== Exercise aim ==
Show each line below that contains the string "tower". Case counts.

== Records supplied ==
——————
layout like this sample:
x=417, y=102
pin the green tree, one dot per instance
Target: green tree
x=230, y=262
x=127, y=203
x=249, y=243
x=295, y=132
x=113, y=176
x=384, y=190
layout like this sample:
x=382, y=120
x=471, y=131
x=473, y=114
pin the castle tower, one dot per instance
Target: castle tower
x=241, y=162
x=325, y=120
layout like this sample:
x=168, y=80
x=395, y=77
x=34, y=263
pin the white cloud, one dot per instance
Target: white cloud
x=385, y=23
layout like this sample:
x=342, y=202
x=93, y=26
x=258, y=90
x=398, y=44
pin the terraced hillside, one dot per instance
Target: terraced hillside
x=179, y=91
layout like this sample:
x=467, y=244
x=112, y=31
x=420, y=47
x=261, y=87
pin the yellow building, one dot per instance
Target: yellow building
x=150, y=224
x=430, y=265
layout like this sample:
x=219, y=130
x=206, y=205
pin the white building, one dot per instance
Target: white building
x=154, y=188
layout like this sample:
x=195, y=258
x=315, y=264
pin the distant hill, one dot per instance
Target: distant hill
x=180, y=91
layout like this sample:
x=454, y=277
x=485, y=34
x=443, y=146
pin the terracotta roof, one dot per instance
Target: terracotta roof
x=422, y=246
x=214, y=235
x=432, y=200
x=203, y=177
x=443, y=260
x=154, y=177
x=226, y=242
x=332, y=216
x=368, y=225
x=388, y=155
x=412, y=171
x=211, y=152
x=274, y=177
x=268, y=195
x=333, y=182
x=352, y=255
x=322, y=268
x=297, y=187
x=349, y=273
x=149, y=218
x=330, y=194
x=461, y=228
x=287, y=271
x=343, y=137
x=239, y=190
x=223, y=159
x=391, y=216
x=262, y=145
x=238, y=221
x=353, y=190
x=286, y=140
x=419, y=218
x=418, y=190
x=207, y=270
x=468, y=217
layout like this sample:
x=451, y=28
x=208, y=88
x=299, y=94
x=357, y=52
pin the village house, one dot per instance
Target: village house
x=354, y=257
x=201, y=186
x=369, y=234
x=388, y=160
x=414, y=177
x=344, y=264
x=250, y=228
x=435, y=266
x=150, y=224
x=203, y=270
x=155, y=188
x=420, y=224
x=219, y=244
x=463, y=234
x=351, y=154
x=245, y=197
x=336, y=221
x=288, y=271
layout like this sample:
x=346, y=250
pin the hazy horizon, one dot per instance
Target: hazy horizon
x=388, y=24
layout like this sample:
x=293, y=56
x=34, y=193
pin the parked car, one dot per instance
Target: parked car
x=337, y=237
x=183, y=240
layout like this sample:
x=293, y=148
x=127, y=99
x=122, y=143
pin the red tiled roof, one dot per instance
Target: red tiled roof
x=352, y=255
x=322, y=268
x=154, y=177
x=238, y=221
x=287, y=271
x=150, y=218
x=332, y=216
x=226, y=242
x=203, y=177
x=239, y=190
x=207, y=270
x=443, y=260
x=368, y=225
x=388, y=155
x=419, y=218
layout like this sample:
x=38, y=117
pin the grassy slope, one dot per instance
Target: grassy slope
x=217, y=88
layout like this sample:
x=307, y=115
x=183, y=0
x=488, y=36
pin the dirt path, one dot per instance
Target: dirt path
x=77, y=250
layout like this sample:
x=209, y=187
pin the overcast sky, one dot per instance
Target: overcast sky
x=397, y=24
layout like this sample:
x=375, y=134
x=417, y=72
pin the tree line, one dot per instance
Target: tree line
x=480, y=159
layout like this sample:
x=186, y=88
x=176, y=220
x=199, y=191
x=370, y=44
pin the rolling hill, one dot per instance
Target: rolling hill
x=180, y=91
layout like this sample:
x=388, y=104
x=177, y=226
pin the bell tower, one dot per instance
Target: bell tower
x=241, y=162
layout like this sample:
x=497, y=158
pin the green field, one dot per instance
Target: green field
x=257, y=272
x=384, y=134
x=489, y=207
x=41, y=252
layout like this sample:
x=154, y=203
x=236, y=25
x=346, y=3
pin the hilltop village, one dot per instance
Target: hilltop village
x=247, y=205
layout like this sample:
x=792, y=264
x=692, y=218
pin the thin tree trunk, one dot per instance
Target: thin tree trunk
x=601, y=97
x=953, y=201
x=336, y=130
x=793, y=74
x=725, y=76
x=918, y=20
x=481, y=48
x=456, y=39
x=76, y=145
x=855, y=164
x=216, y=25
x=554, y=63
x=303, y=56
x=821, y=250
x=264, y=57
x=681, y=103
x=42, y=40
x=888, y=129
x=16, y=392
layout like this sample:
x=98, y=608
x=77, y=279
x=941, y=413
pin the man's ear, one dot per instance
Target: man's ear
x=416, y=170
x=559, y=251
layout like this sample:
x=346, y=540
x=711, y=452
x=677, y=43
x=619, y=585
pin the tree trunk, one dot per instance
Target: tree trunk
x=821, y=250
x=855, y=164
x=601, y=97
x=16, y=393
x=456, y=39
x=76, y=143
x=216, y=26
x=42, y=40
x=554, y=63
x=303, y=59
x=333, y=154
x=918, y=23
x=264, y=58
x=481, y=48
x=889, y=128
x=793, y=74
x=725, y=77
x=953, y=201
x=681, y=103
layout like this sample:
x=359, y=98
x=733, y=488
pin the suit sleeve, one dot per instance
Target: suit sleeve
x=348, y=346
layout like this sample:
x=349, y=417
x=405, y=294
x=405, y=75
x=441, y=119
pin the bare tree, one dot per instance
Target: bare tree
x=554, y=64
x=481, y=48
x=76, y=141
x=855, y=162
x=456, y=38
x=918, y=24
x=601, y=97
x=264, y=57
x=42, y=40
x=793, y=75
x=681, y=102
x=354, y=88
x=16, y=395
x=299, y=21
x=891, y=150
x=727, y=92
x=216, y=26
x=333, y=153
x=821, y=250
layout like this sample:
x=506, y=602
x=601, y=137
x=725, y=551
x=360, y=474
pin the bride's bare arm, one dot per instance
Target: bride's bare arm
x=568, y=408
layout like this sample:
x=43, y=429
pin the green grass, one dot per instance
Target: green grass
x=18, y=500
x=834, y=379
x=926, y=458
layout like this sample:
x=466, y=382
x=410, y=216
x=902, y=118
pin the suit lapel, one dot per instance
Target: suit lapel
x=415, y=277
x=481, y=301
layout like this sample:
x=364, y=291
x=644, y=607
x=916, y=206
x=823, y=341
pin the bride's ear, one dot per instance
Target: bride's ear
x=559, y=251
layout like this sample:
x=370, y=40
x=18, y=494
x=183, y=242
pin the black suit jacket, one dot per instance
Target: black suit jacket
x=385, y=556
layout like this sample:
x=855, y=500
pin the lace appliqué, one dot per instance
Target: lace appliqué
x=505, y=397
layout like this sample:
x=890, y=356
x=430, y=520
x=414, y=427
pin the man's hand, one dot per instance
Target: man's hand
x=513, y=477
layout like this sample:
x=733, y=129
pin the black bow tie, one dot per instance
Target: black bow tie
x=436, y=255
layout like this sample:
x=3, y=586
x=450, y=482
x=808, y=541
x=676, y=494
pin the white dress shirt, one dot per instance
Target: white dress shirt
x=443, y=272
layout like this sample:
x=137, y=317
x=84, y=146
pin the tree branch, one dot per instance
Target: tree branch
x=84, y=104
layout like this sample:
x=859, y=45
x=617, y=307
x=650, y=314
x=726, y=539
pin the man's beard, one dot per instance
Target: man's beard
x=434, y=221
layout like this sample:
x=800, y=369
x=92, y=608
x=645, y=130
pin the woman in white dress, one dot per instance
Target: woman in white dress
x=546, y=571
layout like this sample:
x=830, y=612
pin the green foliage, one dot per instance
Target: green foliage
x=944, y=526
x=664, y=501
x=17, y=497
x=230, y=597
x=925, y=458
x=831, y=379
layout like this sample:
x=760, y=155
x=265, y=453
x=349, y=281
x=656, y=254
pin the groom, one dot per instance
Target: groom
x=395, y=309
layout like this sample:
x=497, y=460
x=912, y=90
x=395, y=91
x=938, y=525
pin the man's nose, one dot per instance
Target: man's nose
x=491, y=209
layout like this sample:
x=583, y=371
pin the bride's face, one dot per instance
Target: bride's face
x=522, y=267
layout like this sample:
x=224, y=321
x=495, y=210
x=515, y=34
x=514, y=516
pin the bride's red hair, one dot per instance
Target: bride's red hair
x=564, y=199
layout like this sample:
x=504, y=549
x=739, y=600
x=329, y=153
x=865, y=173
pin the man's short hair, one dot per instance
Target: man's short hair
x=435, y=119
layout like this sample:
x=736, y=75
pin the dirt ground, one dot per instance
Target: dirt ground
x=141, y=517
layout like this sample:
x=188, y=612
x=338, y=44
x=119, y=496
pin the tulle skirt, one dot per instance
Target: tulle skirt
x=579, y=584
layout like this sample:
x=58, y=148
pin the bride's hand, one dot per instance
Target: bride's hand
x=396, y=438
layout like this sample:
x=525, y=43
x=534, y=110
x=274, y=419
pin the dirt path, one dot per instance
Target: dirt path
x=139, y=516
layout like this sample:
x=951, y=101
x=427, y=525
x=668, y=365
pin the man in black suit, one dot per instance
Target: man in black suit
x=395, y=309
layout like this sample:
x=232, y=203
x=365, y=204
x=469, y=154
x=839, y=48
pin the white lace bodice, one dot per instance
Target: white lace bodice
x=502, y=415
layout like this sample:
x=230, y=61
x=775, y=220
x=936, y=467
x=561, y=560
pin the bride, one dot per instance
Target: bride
——————
== In response ==
pin the castle tower, one dot per instance
Target: castle tower
pin the bell tower, one dot per instance
Target: bell tower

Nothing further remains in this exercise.